** start Data listing **

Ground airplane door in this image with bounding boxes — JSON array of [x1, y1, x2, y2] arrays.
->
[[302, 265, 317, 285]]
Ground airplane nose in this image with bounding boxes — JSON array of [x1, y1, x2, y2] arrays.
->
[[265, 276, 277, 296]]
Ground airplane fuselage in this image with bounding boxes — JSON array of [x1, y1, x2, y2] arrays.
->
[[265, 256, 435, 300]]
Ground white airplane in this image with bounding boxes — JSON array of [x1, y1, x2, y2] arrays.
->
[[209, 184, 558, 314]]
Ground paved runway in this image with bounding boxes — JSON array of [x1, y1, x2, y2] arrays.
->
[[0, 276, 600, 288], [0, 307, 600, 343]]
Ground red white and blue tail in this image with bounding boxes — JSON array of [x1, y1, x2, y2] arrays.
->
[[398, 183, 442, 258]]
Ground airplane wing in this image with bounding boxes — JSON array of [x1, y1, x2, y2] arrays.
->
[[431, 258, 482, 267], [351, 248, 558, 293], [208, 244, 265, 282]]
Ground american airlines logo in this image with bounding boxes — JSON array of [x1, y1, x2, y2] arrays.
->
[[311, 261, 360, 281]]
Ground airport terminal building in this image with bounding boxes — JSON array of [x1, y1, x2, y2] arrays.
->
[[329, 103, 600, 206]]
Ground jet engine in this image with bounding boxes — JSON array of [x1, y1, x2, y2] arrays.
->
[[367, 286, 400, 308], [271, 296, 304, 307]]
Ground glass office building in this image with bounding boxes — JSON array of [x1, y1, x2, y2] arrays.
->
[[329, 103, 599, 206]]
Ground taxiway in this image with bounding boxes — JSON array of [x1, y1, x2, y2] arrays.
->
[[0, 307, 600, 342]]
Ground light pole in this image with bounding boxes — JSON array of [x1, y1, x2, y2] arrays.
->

** end Data listing **

-- What is asked --
Rewrite every line of the material above as a numbered list, skipping any blank lines.

-- Response to this task --
1. Ground airplane door in this image with bounding boxes — JSON array of [x1, y1, x2, y2] arrays.
2. ->
3. [[302, 265, 317, 285]]
4. Ground airplane nose in this image with bounding boxes — JSON array of [x1, y1, x2, y2] arrays.
5. ->
6. [[265, 276, 277, 296]]
7. Ground airplane fuselage in this image with bounding boxes — JSON array of [x1, y1, x2, y2] arrays.
8. ->
9. [[265, 256, 435, 300]]
10. Ground white airplane in this image with bounding boxes — JSON array of [x1, y1, x2, y2] arrays.
11. ->
12. [[209, 184, 558, 314]]
13. Ground paved runway in this image with bounding boxes — JSON array of [x1, y1, x2, y2] arrays.
14. ->
15. [[0, 276, 600, 288], [0, 307, 600, 343]]
16. Ground red white and blue tail in this image with bounding boxes — JSON array of [x1, y1, x2, y2] arrays.
17. ->
18. [[398, 183, 442, 258]]
19. Ground airplane wing in this image with bounding boxes — JSON array of [x1, y1, x2, y2] arrays.
20. ->
21. [[431, 258, 482, 267], [351, 248, 558, 293], [208, 244, 265, 282]]
22. Ground american airlines logo in this image with bounding boxes — JSON array of [x1, y1, x2, y2] arrays.
23. ->
24. [[311, 261, 360, 281]]
25. Ground airport terminal building in this image with bounding boxes — JSON array of [x1, y1, x2, y2] arrays.
26. ->
27. [[329, 103, 600, 206]]
28. Ground jet engine in this image with bounding boxes — JSON array of [x1, y1, x2, y2] arrays.
29. ->
30. [[367, 286, 400, 308], [271, 296, 304, 307]]
31. Ground glass office building in this image with bounding boxes — JSON array of [x1, y1, x2, y2] arrays.
32. ->
33. [[329, 103, 599, 206]]
34. Ground taxiway in this image with bounding boxes — JSON array of [x1, y1, x2, y2] arrays.
35. ->
36. [[0, 307, 600, 342]]
37. Ground light pole in this image with bounding boxes — JSON array of [x1, y1, x2, y2] arrays.
38. ->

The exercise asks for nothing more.